Chloe Sevigny, Adam Horovitz, Mary-Louise Parker and Jason Schwartzman play middle-class discontents with barely functional relationships that are disrupted when a beautiful young Australian (Emily Browning) comes into their NYC lives. A battle of the sexes ensues in which the weapons of choice are endless suspicion and insinuation rather than head-on confrontation.

Who made it?

Still only 33, Alex Ross Perry delivers this fourth feature (he also wrote Disney’s upcoming Christopher Robin). It’s his third at LFF since 2014, after the brilliantly acerbic Listen Up Philip and 2015’s barbed and compulsive psychological drama Queen of Earth. Despite his films’ ultra-low budgets, high-profile actors flock to Ross Perry’s projects – a testament to his skill as a writer and his unique voice in American cinema.

What’s special about it?

Ross Perry’s films are notoriously talkie and intelligent, a fact that often sees him compared to Woody Allen. But he’s also a forensic, artful chronicler of human behaviour – he knows our darkest weaknesses and what makes us tick.

Shot on super 16mm, with a dusty city-in-springtime palette, Golden Exits is a sneakily profound film in which nothing much happens, yet it gets to the heart of a particular type of dysfunction in male and female relationships. Where Queen of Earth was about female psychology, this goes in for a close-up on the fragile psyches of ageing men. Beastie Boy Adam Horowitz plays an archivist in an unhappy marriage, without the self-awareness to understand his role in his discontent. But it’s Mary-Louise Parker who steals the show, with a riveting turn as brittle, bitter Gwendolyn, spreading rotten seeds of weary misanthropy.

See this if you like…

Woody Allen’s Hannah and Her Sisters, the films of Eric Rohmer (especially Claire’s Knee)

The breakthrough…

The Rider

The Rider (2017)

The Rider (2017)

What’s it about?

Talented teenaged cowboy Brady’s rodeo career abruptly ends when a head injury means he can never ride again. While recovering, he grapples to find new purpose in his life, without the thing he loves and knows best.

Who made it?

Chloe Zhao’s debut was the critically successful Songs My Brothers Taught Me (LFF 2015), an elegiac coming-of-age film set on a Native American reservation in South Dakota. With this second feature, which won the big prize in Directors’ Fortnight in Cannes, Zhao has confirmed herself a major writing and directing talent.

What’s special about it?

SUPPLIED MATERIAL:
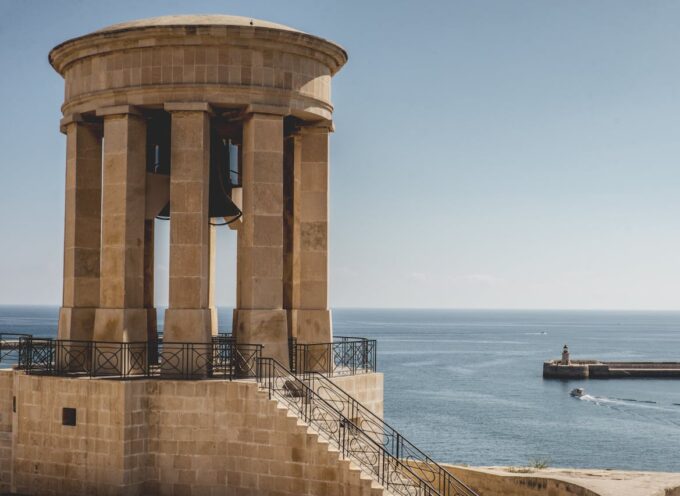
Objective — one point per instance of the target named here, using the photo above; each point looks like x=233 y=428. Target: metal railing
x=393 y=442
x=222 y=358
x=9 y=346
x=346 y=355
x=350 y=439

WHAT NEEDS TO BE DONE:
Repeat word for word the stretch of the film preview above that begins with the words containing "Still only 33, Alex" and ends with "in American cinema.".

RESULT FOR THIS TASK:
Still only 33, Alex Ross Perry delivers this fourth feature (he also wrote Disney’s upcoming Christopher Robin). It’s his third at LFF since 2014, after the brilliantly acerbic Listen Up Philip and 2015’s barbed and compulsive psychological drama Queen of Earth. Despite his films’ ultra-low budgets, high-profile actors flock to Ross Perry’s projects – a testament to his skill as a writer and his unique voice in American cinema.